Available data
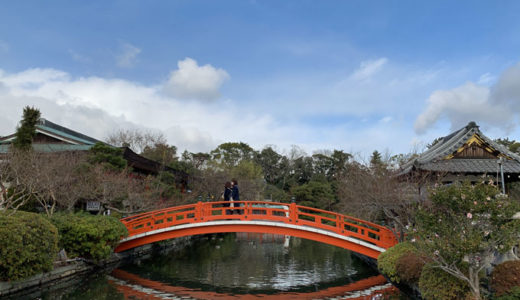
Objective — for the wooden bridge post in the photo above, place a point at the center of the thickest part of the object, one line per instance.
(340, 224)
(293, 213)
(199, 217)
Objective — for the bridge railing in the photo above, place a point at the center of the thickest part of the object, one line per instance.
(261, 211)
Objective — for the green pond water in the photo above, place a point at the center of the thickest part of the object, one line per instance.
(237, 266)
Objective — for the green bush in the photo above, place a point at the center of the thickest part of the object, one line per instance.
(387, 261)
(409, 267)
(88, 236)
(29, 244)
(504, 277)
(436, 284)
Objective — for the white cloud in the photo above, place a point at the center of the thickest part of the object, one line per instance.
(485, 79)
(128, 55)
(79, 57)
(496, 106)
(368, 68)
(97, 106)
(4, 47)
(386, 119)
(191, 81)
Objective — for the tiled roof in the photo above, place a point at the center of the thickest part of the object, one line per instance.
(472, 165)
(64, 132)
(434, 159)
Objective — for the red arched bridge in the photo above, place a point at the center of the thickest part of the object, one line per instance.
(261, 217)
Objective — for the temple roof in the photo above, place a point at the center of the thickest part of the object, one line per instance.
(446, 154)
(64, 138)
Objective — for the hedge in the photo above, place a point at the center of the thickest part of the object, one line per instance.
(29, 245)
(88, 236)
(436, 284)
(409, 267)
(387, 261)
(505, 276)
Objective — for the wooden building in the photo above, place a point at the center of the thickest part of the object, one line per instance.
(51, 137)
(466, 154)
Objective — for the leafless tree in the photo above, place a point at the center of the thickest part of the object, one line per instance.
(378, 194)
(136, 139)
(14, 193)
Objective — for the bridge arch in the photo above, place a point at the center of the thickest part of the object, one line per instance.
(259, 217)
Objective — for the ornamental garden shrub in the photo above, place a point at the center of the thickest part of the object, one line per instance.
(88, 236)
(387, 261)
(409, 267)
(436, 284)
(504, 277)
(28, 245)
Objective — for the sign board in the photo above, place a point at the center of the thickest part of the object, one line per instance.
(93, 205)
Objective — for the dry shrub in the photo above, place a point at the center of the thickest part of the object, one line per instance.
(505, 276)
(409, 267)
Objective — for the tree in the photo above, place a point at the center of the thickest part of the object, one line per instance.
(228, 155)
(274, 166)
(136, 139)
(27, 129)
(376, 160)
(15, 166)
(314, 194)
(377, 196)
(464, 226)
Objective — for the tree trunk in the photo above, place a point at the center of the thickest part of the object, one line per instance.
(474, 284)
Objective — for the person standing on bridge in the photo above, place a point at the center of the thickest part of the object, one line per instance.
(235, 195)
(227, 197)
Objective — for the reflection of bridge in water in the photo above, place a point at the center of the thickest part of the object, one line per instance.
(260, 217)
(134, 287)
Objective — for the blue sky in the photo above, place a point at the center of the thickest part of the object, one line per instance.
(350, 75)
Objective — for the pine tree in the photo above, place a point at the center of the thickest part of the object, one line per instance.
(27, 129)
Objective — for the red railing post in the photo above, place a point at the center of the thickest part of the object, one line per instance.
(198, 211)
(293, 213)
(339, 224)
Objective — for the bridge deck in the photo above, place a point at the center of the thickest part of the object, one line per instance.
(257, 216)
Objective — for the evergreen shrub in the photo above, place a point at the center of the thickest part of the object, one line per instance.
(88, 236)
(387, 261)
(436, 284)
(28, 245)
(409, 267)
(505, 276)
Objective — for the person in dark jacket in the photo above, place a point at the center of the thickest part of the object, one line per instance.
(227, 197)
(235, 195)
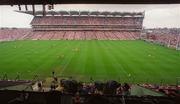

Aim of the exercise
Turn the material above into a numbered list with one item per line, skipping any blank lines and leaving out the pictures.

The answer
1. Objective — for the wooden bridge post in the photo above, place a point at the center of the thickest part of the object, one line per instance.
2. (340, 224)
3. (293, 213)
4. (199, 217)
5. Objective — for the bridge railing in the photo above, place a point at the center of the thickest part of the object, one line per instance.
6. (261, 211)
7. Objective — for the green pond water in the photo above, place a point at the center of the thickest part of the object, one line per instance.
8. (237, 266)
9. Objective — for the green bush in the photo above, place a point at the center of the thickest part of the object, one line per instance.
10. (387, 261)
11. (409, 267)
12. (88, 236)
13. (29, 244)
14. (504, 277)
15. (436, 284)
16. Objective — for the white cloud in the photo above, place a point at the center of the thickest part of the object, one line per instance.
17. (485, 79)
18. (128, 55)
19. (79, 57)
20. (496, 106)
21. (368, 68)
22. (97, 106)
23. (4, 47)
24. (386, 119)
25. (191, 81)
26. Objective — for the tiled roof in the photo above, place a point at the center of the thickest part of the object, one line per instance.
27. (472, 165)
28. (64, 132)
29. (434, 159)
30. Objective — for the red arched bridge in the photo above, place a point at the center of the thickest part of the object, one line per instance.
31. (261, 217)
32. Objective — for the temple roof in the photo above, place a point at the center of the thickest part of the object, one line per instance.
33. (446, 154)
34. (64, 138)
35. Objective — for the hedge in the photo above, place a point at the center of the thickest part of the object, one line per instance.
36. (29, 245)
37. (88, 236)
38. (436, 284)
39. (409, 267)
40. (387, 261)
41. (505, 276)
42. Objective — for the wooden building in the photo above, place a point at the center of the thickest part of the object, one line per instance.
43. (51, 137)
44. (466, 154)
45. Objective — for the leafless tree in the photo above, place a point at the center of the thickest part of the object, one line per instance.
46. (378, 194)
47. (136, 139)
48. (14, 193)
49. Objective — for the bridge arch in the photo above, place a point at the center of the thickest part of the object, one line per instance.
50. (259, 217)
51. Objective — for the ornamental garden shrub in the photo above, place a point at the center of the thickest part of the object, one line per instance.
52. (88, 236)
53. (387, 261)
54. (409, 267)
55. (436, 284)
56. (504, 277)
57. (28, 245)
58. Objective — for the sign board in the photo above, place a point at the center of the thickest part of the object, one line per instance.
59. (93, 205)
60. Objective — for the dry shrub in the photo above, place a point at the center of the thickest part of the object, one line per instance.
61. (505, 276)
62. (409, 267)
63. Objective — for the tree in the photo above, place a point at the center of the thickest part of the object, one line per instance.
64. (228, 155)
65. (274, 166)
66. (136, 139)
67. (27, 129)
68. (376, 160)
69. (15, 166)
70. (314, 194)
71. (377, 196)
72. (464, 226)
73. Objective — for the tree trunk in the photo above, place a point at the center of the thickest part of the object, one line per instance.
74. (474, 284)
75. Objective — for the person standing on bridge in the photo above, place a point at the center of the thickest part of the object, one line per instance.
76. (235, 195)
77. (227, 197)
78. Objective — for the reflection of bridge in water in the photo above, place a point at the center of the thickest part of the object, one line per instance.
79. (260, 217)
80. (134, 287)
81. Objective — for the blue sky in the photo above, place a point at the center of the thickest part of the object, one line per instance.
82. (350, 75)
83. Objective — for the pine tree in the photo above, place a point at the center of the thickest part of the object, one line per instance.
84. (27, 129)
85. Objective — for the red railing post in the photo above, place a point at the center of the thickest part of the object, one line per instance.
86. (198, 211)
87. (293, 213)
88. (339, 224)
89. Objective — for the bridge deck in the photo above, place a point at the center of the thickest part of the object, one line per instance.
90. (257, 216)
91. Objective — for the evergreen shrub in the photo above, place a point at the center of the thickest part of the object, one line per instance.
92. (88, 236)
93. (387, 261)
94. (436, 284)
95. (28, 245)
96. (409, 267)
97. (505, 276)
98. Objective — for the person in dark jacket in the photo above, place a point at the center of the thickest part of the object, one line per instance.
99. (227, 197)
100. (235, 195)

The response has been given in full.